Referring expression pointing data >>
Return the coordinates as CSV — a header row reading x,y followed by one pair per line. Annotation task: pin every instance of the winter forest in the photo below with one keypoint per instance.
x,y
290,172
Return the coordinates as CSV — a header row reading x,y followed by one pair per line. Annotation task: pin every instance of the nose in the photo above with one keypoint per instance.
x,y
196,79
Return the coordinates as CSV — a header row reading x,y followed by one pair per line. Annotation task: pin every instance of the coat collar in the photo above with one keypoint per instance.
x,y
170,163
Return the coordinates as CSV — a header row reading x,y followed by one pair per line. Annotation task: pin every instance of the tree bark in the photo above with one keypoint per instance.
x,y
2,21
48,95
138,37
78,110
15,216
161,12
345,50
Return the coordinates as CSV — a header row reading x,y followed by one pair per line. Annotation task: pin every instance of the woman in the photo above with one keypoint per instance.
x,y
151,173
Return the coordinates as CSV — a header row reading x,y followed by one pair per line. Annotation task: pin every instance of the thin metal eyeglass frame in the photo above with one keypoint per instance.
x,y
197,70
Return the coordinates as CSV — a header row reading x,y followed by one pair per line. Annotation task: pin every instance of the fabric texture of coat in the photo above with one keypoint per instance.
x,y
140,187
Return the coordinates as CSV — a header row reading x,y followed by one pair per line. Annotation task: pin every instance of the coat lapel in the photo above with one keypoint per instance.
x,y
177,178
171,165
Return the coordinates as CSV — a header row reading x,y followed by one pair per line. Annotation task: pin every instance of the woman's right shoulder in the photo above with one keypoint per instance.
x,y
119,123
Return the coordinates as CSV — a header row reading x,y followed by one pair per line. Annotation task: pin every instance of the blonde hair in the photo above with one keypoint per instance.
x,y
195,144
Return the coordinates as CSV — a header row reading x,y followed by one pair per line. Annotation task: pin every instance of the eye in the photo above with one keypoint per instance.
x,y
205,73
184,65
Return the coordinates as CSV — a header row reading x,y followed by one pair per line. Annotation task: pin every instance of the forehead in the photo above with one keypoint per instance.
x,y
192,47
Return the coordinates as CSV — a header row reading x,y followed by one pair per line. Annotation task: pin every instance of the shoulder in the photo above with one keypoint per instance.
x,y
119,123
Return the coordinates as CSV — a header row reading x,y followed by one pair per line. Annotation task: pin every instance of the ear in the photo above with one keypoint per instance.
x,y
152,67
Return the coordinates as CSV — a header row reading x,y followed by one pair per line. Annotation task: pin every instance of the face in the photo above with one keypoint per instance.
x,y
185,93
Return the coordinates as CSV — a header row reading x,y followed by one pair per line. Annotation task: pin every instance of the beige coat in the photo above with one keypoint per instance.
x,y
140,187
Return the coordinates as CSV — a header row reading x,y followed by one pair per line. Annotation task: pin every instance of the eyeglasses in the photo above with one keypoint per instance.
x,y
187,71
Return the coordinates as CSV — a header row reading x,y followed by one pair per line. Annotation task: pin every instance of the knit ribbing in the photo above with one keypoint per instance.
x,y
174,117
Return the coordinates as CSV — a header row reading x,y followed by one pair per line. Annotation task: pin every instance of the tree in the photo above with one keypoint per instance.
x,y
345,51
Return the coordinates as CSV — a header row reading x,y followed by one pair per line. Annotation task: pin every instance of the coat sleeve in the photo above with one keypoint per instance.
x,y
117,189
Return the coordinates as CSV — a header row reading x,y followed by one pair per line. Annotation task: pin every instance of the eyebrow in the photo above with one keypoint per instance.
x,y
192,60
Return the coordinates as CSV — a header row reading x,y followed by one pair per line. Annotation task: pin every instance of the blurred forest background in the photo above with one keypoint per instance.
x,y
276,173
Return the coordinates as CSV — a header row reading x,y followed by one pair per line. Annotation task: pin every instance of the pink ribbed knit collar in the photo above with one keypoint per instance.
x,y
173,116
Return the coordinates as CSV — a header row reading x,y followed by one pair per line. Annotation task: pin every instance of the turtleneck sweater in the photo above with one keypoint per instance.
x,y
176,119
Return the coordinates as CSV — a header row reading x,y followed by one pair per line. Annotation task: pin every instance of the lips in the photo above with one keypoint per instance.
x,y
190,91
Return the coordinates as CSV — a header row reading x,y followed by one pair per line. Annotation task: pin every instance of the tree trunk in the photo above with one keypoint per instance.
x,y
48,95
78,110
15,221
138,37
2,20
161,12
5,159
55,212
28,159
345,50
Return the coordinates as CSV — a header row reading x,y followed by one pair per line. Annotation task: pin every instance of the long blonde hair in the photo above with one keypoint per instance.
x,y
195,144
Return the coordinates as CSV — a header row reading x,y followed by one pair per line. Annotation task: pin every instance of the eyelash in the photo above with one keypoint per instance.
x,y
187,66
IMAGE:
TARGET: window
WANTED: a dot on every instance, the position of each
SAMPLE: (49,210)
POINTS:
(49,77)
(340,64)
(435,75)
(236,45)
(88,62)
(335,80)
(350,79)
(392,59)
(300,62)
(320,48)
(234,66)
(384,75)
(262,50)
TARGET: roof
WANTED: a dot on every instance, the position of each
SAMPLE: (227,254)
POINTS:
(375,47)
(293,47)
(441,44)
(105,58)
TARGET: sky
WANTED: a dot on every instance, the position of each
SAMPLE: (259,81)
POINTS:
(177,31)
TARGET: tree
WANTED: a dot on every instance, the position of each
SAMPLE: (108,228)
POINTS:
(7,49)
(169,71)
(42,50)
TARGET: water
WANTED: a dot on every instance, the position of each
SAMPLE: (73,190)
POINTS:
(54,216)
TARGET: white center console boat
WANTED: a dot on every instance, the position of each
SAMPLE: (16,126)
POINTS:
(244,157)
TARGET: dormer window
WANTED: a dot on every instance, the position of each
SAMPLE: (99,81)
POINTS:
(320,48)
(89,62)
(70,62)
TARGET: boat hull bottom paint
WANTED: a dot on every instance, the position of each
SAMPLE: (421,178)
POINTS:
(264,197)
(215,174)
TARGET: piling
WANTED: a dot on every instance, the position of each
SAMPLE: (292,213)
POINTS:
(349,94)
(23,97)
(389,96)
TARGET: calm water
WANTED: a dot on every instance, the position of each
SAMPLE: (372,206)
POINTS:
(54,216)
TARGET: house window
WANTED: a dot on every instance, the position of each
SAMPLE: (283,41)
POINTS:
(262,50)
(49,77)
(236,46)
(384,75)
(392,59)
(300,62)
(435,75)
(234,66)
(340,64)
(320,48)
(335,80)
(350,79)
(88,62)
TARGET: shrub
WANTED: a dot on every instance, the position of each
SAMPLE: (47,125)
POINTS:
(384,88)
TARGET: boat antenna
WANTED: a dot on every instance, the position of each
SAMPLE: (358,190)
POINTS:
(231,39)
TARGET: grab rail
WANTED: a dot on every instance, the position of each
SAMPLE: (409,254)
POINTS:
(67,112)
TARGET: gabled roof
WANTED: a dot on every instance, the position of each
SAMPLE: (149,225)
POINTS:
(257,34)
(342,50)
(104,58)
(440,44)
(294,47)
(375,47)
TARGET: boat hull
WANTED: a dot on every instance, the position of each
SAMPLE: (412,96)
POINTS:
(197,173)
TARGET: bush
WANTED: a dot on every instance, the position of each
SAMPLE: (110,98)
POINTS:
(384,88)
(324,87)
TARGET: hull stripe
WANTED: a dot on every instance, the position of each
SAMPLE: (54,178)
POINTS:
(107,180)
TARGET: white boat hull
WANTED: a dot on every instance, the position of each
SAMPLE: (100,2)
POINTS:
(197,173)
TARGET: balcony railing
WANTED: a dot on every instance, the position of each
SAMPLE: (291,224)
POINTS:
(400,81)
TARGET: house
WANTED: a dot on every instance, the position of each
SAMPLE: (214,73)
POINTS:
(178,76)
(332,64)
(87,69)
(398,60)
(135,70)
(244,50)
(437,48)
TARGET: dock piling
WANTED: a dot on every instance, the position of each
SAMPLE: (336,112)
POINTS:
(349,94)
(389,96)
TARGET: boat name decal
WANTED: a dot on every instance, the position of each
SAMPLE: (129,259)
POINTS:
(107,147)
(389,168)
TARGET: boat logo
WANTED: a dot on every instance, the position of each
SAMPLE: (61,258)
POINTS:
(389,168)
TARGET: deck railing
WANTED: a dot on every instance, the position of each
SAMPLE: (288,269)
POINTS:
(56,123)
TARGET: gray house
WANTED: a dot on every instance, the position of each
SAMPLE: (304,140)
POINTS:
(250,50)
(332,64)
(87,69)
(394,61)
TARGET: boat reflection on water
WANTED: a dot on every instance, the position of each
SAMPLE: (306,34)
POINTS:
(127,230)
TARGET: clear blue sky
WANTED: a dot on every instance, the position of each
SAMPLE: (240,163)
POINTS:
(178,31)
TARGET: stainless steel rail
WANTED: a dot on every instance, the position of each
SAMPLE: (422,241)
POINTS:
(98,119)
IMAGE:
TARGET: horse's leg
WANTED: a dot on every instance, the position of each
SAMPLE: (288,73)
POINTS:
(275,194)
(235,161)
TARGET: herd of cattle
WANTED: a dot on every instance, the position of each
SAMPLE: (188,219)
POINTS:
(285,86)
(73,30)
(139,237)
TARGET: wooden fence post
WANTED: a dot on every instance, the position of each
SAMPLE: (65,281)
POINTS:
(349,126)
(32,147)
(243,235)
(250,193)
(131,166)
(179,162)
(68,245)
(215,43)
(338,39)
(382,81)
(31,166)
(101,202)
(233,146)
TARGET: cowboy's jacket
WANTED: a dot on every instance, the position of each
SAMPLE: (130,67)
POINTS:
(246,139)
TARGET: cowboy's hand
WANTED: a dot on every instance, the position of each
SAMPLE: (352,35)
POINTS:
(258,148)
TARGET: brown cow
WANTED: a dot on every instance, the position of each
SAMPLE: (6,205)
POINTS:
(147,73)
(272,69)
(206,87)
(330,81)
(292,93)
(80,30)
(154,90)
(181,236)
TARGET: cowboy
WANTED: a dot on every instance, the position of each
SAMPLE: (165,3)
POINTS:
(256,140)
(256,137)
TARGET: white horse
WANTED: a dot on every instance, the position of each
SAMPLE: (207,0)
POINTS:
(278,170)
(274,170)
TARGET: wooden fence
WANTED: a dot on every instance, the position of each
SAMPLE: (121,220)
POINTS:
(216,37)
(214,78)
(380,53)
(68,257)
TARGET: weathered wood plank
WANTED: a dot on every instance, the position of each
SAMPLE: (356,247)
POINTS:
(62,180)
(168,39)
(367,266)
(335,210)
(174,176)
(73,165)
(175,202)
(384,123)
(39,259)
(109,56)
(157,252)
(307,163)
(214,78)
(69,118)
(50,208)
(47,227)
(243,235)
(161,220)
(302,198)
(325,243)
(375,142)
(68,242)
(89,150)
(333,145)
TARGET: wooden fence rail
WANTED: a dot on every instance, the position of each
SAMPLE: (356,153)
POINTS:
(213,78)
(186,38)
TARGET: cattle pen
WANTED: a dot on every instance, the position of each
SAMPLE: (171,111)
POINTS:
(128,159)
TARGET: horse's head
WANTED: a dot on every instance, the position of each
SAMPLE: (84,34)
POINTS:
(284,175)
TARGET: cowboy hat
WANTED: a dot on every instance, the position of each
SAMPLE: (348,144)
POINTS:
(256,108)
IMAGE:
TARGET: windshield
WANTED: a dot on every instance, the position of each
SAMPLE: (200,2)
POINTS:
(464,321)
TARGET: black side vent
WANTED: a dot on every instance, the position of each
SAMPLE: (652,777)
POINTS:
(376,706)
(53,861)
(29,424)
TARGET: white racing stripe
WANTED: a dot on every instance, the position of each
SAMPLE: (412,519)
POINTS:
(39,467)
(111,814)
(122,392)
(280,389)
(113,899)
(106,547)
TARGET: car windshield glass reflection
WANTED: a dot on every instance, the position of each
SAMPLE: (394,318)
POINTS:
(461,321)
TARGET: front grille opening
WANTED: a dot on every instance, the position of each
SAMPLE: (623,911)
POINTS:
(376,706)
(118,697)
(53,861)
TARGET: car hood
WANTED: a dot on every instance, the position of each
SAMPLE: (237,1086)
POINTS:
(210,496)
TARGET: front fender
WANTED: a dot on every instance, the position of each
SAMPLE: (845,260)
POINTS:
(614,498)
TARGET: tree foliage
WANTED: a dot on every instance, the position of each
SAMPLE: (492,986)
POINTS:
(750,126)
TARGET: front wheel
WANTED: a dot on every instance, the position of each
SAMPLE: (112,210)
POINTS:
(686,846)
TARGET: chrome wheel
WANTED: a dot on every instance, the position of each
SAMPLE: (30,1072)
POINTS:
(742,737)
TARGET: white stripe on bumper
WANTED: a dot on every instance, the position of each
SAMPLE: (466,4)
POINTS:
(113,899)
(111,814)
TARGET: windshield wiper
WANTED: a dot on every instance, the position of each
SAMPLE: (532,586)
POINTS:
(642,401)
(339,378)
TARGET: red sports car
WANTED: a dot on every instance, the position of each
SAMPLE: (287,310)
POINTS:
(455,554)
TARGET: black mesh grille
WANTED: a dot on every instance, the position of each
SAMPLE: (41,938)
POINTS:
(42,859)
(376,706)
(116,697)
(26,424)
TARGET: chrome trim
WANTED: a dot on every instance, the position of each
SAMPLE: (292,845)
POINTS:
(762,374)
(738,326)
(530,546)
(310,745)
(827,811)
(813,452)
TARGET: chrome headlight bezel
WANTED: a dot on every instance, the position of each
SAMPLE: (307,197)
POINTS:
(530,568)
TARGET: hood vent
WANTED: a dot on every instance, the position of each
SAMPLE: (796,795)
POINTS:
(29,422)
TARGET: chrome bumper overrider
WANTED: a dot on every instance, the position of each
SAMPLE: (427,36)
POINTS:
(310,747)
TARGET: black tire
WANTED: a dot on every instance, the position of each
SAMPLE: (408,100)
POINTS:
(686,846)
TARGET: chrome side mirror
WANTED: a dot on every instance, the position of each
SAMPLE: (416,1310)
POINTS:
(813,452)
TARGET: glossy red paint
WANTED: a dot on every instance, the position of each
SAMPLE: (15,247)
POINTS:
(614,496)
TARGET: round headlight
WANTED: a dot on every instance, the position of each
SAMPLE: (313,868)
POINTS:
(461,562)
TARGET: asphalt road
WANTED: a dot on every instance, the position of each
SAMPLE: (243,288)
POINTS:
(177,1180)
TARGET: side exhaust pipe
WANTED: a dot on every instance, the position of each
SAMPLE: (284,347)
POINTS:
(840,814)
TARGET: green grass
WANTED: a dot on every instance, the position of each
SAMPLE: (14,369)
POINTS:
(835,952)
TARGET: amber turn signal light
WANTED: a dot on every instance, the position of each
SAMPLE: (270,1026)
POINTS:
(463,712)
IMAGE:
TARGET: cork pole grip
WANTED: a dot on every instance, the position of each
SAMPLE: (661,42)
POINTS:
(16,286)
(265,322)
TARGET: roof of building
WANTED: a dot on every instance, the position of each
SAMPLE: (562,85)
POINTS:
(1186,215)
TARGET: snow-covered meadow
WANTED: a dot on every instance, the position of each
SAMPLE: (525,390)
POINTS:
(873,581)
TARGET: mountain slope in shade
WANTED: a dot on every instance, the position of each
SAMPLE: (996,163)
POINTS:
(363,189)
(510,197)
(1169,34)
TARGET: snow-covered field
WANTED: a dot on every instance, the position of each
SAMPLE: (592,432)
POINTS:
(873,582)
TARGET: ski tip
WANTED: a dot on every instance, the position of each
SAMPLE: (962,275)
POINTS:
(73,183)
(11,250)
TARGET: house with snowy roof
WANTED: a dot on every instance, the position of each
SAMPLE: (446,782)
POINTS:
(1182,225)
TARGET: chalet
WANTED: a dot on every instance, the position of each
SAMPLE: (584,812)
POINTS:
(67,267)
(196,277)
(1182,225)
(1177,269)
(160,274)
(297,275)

The problem >>
Wherever the string "reflection" appears in a line above, copy that line.

Solution to this exercise >>
TARGET: boat reflection on water
TARGET: car windshield glass reflection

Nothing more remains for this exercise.